The task → Below are some records. How many of their lines contain the string "ground"? Give the number only.

Information →
■ ■ ■ ■
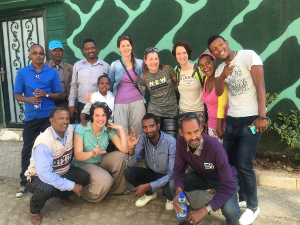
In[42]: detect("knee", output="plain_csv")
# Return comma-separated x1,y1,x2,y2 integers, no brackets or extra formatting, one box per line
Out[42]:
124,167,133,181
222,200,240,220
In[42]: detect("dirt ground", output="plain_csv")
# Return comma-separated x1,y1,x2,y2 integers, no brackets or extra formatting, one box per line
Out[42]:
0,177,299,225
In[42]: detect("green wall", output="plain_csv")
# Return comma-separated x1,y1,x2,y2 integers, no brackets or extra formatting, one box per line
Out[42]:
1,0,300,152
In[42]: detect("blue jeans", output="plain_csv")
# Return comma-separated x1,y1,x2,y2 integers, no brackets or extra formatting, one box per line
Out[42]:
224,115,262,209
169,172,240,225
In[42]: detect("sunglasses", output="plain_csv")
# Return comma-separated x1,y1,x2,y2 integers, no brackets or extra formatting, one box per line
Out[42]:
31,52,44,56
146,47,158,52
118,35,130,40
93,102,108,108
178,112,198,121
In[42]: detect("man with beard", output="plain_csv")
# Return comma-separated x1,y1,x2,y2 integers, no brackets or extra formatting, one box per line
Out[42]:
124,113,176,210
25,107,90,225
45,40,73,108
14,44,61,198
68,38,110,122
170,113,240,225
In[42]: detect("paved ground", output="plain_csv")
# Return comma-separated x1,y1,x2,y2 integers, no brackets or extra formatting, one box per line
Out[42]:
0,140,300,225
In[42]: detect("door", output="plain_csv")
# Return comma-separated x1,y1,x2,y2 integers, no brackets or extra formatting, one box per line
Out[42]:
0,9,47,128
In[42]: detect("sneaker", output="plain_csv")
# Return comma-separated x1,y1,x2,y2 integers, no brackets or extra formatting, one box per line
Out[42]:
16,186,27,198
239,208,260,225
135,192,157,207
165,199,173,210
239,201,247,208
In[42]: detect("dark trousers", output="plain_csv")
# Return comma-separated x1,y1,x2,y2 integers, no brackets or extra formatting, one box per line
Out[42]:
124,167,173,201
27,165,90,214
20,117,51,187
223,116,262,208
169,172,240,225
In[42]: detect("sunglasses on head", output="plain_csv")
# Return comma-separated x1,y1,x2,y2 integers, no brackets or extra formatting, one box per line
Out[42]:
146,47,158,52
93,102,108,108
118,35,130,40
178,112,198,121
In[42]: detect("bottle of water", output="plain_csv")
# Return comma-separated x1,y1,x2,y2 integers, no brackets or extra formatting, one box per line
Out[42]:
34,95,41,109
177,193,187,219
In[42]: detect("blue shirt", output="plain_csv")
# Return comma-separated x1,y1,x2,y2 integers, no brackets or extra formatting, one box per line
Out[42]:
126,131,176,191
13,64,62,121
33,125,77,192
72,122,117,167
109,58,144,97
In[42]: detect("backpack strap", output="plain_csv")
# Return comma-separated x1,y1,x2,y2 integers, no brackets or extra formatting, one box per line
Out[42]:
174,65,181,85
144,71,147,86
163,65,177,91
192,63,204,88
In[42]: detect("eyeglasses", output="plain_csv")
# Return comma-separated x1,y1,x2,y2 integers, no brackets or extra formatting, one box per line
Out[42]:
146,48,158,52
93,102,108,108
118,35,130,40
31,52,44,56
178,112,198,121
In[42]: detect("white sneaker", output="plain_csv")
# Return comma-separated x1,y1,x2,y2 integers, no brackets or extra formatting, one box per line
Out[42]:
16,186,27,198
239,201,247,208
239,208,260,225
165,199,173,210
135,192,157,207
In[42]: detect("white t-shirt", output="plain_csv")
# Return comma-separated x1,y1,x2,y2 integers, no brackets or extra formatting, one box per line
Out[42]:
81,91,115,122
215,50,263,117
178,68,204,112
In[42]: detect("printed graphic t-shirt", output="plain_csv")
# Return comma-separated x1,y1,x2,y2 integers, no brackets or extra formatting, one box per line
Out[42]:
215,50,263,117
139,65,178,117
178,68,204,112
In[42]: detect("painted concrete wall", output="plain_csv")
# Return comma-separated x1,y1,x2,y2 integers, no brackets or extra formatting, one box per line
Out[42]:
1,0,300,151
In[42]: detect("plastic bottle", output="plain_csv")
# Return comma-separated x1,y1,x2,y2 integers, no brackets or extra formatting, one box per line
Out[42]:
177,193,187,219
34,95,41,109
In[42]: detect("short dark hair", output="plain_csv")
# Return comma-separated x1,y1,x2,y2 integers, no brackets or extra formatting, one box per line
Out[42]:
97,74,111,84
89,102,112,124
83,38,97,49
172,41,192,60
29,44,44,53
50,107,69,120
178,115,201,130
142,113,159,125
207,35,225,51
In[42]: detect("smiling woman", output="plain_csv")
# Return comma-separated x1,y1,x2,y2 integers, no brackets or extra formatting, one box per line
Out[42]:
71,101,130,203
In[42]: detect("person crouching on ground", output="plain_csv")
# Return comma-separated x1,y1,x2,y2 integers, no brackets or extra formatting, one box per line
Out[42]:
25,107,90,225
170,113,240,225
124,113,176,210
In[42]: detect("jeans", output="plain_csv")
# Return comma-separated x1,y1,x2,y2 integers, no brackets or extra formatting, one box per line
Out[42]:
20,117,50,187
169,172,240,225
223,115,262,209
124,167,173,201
■ ■ ■ ■
Written solution → 3